__Task requirements__
Please render every line of the records below as a Markdown table with two columns, Row for the row number and Line for the line itself, leaving out blank lines.

==============================

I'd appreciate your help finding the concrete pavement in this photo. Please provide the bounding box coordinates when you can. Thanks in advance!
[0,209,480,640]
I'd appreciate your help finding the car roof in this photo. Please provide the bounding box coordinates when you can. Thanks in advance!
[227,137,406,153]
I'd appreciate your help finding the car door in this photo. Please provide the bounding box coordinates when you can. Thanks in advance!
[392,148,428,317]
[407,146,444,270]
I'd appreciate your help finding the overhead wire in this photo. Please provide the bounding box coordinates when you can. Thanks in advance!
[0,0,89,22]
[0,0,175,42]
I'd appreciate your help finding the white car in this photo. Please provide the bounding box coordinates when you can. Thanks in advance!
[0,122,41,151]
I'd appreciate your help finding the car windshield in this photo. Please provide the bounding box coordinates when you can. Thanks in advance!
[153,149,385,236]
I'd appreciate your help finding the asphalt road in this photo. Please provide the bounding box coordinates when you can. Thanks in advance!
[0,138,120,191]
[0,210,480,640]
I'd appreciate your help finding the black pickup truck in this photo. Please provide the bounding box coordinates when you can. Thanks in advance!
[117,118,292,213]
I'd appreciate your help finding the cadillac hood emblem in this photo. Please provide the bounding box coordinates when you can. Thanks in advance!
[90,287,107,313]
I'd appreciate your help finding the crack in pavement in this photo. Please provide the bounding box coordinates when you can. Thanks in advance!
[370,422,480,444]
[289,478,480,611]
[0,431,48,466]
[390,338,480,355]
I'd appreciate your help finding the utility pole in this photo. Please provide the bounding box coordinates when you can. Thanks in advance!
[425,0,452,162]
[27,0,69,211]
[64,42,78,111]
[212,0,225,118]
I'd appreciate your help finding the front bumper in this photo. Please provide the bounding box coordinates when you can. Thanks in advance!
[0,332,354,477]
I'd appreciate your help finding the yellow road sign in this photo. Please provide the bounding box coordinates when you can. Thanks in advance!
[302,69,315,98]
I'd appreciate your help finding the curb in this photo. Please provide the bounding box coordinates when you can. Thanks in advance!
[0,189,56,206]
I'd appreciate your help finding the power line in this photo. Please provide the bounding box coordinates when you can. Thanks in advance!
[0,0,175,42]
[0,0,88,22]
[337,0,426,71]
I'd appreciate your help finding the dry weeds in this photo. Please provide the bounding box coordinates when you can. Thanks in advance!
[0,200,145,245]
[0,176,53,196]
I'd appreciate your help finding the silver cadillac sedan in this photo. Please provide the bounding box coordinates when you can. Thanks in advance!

==============================

__The reply__
| Row | Line |
|---|---|
| 1 | I'd appreciate your help finding the concrete pavement in this photo. Please provide the bounding box coordinates when you can. Thanks in advance! |
| 2 | [0,209,480,640] |
| 3 | I'd appreciate your help finding the car roof in this photo. Please provide the bounding box coordinates when you can. Thanks in advance! |
| 4 | [227,137,406,153] |
| 5 | I'd appreciate your help finding the car door in this photo. Please provide the bounding box coordinates when you can. Thanks in advance! |
| 6 | [392,148,428,317] |
| 7 | [407,146,444,270] |
| 8 | I'd appreciate your help finding the overhead wire in this photo. Please provide the bounding box coordinates when you can. Thanks in advance! |
| 9 | [0,0,89,22] |
| 10 | [0,0,175,42] |
| 11 | I'd appreciate your help finding the white car in this photo. Please provide the bounding box coordinates when you can. Thanks in advance! |
| 12 | [0,122,41,151] |
| 13 | I'd appreciate your help finding the car windshield in this photo. Please provide the bounding box coordinates when you can. Thanks in advance! |
| 14 | [153,149,385,236] |
| 15 | I'd appreciate your help finding the asphalt road in this photo. Please provide the bounding box coordinates when you can. Thanks in advance! |
| 16 | [0,138,120,191] |
| 17 | [0,210,480,640] |
| 18 | I'd appreciate your help finding the black pickup truck in this photo. Please provide the bounding box coordinates when you can. Thanks in advance! |
| 19 | [117,118,292,213] |
| 20 | I'd appreciate your help finding the cadillac hood emblem in this photo. Please provide the bounding box coordinates when you can. Thanks in advance! |
| 21 | [90,287,107,313] |
| 22 | I'd appreciate your help finding the crack in pavement in this photo. Please provide the bounding box coordinates when you can. Thanks in advance! |
| 23 | [370,422,480,444] |
| 24 | [289,478,480,611] |
| 25 | [0,431,48,466] |
| 26 | [390,338,480,355] |
| 27 | I'd appreciate your help finding the utility pole in this photo. Please provide the bounding box coordinates when you can. Thanks in advance! |
| 28 | [425,0,452,162] |
| 29 | [27,0,69,211] |
| 30 | [64,42,78,111] |
| 31 | [212,0,225,118] |
| 32 | I'd appreciate your help finding the front bumper in this photo. Please provide the bounding box coordinates when you can. Thanks in advance! |
| 33 | [0,332,354,477] |
| 34 | I'd appreciate your help finding the yellow road sign in this photo. Please provide the bounding box coordinates when you can. Thanks in advance! |
| 35 | [302,69,315,98] |
| 36 | I'd appreciate your help finding the curb in this photo. Please provide the bounding box coordinates when you can. Thanks in advance! |
| 37 | [0,189,56,206] |
| 38 | I'd appreciate your help finding the power line in this photo. Please provide the bounding box coordinates when you can. Thanks in advance! |
| 39 | [0,0,175,42] |
| 40 | [0,0,88,22] |
| 41 | [337,0,426,71] |
| 42 | I'd appreciate your help finding the dry weeds in this photo. Please provide the bounding box coordinates when you can. Thanks in advance! |
| 43 | [0,200,145,245] |
| 44 | [0,176,53,196] |
| 45 | I'd appreciate your help finding the silver cadillac sedan in this photo. Please provide the bounding box coordinates when you can. Thanks in advance! |